[WHAT NEEDS TO BE DONE] Print the range of lines that opens with the line containing "TARGET = wading bird" and closes with the last line of the listing. Include both ends; print nothing more.

** Opening MATERIAL TO PROCESS block **

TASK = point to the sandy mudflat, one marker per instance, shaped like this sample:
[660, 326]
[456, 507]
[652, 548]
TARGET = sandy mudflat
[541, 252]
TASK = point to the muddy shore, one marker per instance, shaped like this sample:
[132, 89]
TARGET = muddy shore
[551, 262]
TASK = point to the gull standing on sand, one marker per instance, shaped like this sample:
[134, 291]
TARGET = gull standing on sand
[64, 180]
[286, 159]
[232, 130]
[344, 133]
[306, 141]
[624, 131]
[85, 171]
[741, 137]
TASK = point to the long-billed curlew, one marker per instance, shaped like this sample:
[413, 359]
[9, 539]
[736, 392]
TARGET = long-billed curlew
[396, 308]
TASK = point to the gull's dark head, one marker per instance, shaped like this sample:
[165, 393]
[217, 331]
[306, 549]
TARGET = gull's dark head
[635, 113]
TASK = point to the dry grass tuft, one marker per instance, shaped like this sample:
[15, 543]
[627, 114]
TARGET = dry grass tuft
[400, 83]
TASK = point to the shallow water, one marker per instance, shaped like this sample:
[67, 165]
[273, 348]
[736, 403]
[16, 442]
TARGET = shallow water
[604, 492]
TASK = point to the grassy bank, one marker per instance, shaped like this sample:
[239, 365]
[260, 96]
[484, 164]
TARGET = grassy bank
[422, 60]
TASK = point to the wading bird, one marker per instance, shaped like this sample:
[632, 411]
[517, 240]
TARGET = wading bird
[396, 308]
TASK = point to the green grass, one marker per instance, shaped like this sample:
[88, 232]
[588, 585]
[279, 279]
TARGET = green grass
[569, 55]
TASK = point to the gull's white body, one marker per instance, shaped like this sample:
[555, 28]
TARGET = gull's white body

** Closing MATERIAL TO PROCESS block **

[REPLY TO THE EXERCISE]
TARGET = wading bird
[396, 308]
TASK = point to the green grass, one marker per instance, shaped like this sample:
[88, 232]
[588, 585]
[279, 279]
TARGET = green grass
[569, 55]
TASK = point to the gull's white body, one marker per instance, shaped like this sample:
[555, 28]
TARGET = gull's white body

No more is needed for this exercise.